::: Extracted material
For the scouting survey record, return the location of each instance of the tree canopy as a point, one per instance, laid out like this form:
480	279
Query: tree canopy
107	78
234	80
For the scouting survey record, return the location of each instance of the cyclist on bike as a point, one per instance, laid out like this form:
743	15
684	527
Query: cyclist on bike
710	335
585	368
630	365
::::::
- **Exercise prompt**:
Rewrite the lines above as a numbered list and omit any blank lines.

- **Task result**:
1. For the scouting survey record, return the location of each instance of the tree canopy as a point, one per instance, laid out like this form:
2. 480	279
3. Query: tree canopy
4. 107	78
5. 234	80
6. For the scouting survey record, return the location of each instance of the cyclist on bike as a point, one per instance, laid out like this form:
7. 743	15
8. 684	527
9. Query: cyclist on bike
10. 710	335
11. 585	368
12. 630	365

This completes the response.